Tarefa obrigatória 1
Segundo o texto para leitura, por quanto foi erguido o Mané Garrincha?

FUTEBOL CANDANGO

A lição do ABC

Ascensão do clube de Natal para a Série C deixa Brasília como única das 12 sedes da Copa 2014 que só terá times na última divisão do Brasileirão 2022 e derruba discurso de que o legado fortaleceria equipes da capital

O argumento de que a construção do Mané Garrincha — estádio mais caro da Copa de 2014, erguido por R$ 1,6 bilhão —, serviria para ajudar a desenvolver o futebol candango é uma falácia comprovada pela acesso de um tradicional clube do Rio Grande do Norte para a Série C do Campeonato Brasileiro. Com a ascensão do ABC, Brasília passa a ser a única das 12 cidades sede do Mundial de sete anos atrás que só terá clubes de futebol na quarta divisão, a última do país. Além do ABC, subiram no fim de semana passado Atlético-CE, Campinense-PB e o vizinho goiano Aparecidense.

Com mais um fracasso coletivo de Brasiliense e Gama nesta temporada, o DF continuará atolado na Série D em 2022. As vagas são do atual campeã candango Brasiliense e do vice, Ceilândia.

Caberá aos dois ou a um deles tirar a capital da inércia. A última vez que o quadrado teve representante na Série C faz oito anos. De lá para cá, a dura realidade é participar da quarta divisão. O Gama não passou da fase de grupos. O Brasiliense foi eliminado pela Ferroviária-SP no primeiro mata-mata, ou seja, nem sequer figurou nas oitavas de final.

O fundo do poço do futebol candango é comprovado pela comparação com a evolução de alguns estados anfitriões da Copa de 2014. Mato Grosso, por exemplo, onde foi inaugurada a Arena Pantanal, é representado pelo Cuiabá na elite do Campeonato Brasileiro. No ano do Mundial, o Luverdense era o melhor representante na região. Figurava na Série B. Aquela foi a primeira temporada em que o futebol candango só disputou a quarta divisão. Rebaixado na C em 2013, o Brasiliense representou a capital ao lado do Luziânia — time do entorno goiano federado no DF.

Lista de linhas
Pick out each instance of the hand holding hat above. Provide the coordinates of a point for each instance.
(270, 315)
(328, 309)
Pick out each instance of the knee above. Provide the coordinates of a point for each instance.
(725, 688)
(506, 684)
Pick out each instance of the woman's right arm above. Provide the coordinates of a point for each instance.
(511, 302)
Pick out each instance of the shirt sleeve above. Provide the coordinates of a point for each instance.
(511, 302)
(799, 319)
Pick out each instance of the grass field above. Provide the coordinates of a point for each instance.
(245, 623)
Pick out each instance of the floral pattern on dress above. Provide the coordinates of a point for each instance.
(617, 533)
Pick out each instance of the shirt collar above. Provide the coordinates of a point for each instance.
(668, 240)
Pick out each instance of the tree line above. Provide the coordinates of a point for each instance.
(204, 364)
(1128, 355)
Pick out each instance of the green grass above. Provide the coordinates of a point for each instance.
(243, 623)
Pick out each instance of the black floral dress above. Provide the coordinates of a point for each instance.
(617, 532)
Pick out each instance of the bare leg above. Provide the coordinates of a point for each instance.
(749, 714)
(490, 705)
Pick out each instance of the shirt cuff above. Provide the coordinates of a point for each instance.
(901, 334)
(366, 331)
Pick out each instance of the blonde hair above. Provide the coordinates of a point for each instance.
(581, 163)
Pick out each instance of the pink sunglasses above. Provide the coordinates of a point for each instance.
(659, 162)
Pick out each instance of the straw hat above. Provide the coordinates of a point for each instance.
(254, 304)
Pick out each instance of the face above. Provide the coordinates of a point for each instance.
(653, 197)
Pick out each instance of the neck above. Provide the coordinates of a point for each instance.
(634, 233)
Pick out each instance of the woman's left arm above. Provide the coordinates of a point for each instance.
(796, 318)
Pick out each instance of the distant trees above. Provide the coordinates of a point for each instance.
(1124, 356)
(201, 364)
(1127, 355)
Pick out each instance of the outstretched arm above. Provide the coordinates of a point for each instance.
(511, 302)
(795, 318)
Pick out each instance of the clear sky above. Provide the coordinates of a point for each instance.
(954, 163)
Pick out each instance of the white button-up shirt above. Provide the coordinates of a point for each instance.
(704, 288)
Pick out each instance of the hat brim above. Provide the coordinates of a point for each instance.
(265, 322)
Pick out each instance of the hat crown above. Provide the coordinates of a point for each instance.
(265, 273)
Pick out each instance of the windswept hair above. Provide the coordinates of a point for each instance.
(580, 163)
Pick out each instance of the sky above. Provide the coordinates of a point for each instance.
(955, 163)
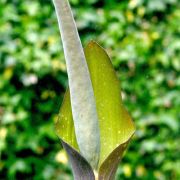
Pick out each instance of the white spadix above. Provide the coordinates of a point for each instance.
(81, 91)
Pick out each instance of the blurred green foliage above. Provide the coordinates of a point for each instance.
(141, 36)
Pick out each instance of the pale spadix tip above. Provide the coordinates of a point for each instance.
(81, 91)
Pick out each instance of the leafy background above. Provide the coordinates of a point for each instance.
(142, 38)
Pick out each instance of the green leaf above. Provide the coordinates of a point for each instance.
(82, 97)
(116, 126)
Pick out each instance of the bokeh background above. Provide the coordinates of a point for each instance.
(143, 39)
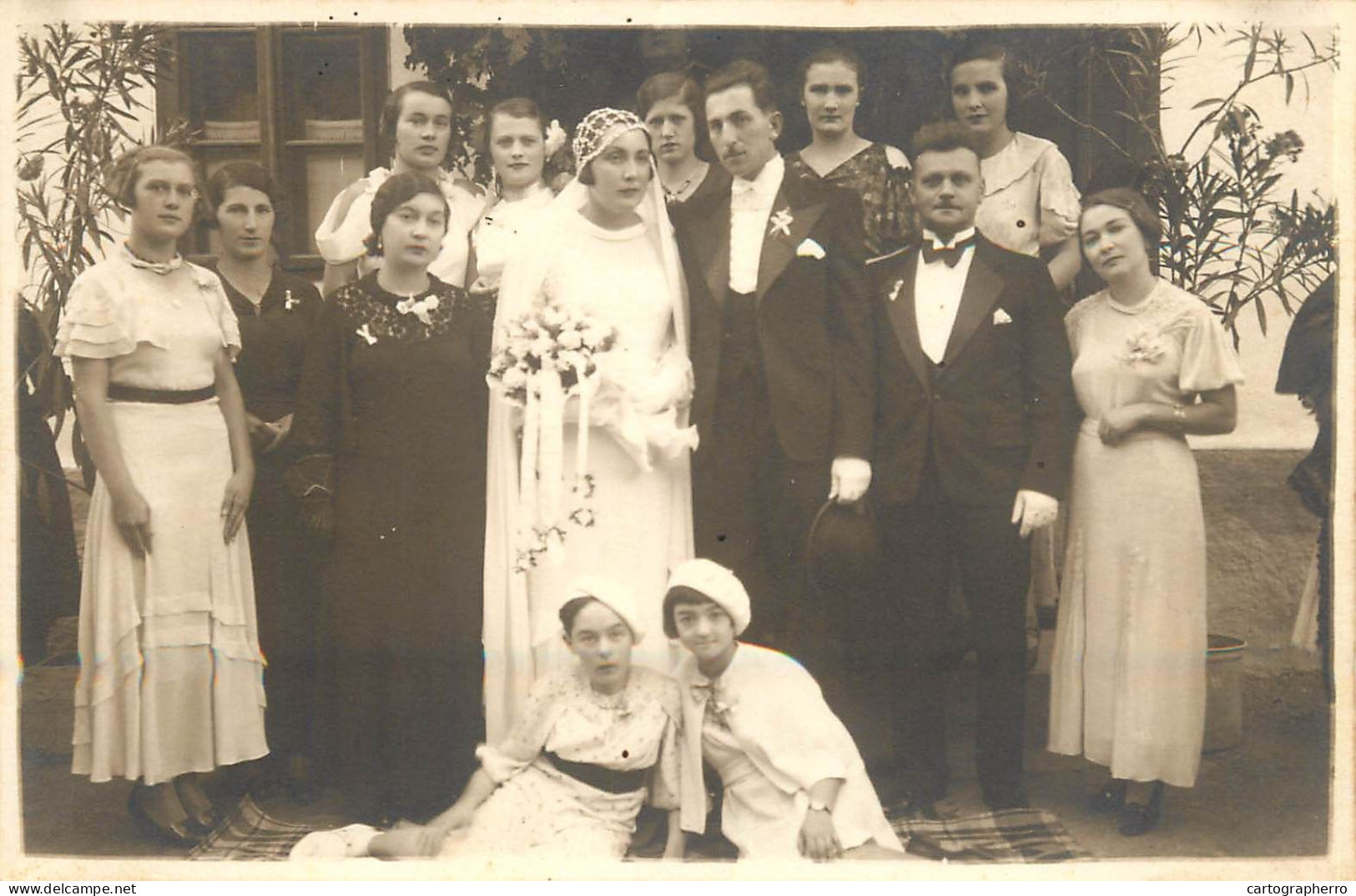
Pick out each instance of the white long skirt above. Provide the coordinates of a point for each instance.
(171, 675)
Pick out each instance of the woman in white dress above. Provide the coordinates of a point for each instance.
(1030, 206)
(518, 143)
(416, 125)
(1152, 365)
(171, 678)
(603, 251)
(795, 785)
(596, 742)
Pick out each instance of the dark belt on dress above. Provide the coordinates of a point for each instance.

Tarefa obrigatória 2
Reúna todas as linhas da lista acima em que aparece a palavra "grass", copiando cada uma delas por inteiro.

Resposta completa 1
Por R$ 1,6 bilhão.

Resposta completa 2
Pick out each instance of the grass field above. Provide the coordinates of a point for each instance.
Pick out each instance of the green grass above. Provide the coordinates of a point for each instance.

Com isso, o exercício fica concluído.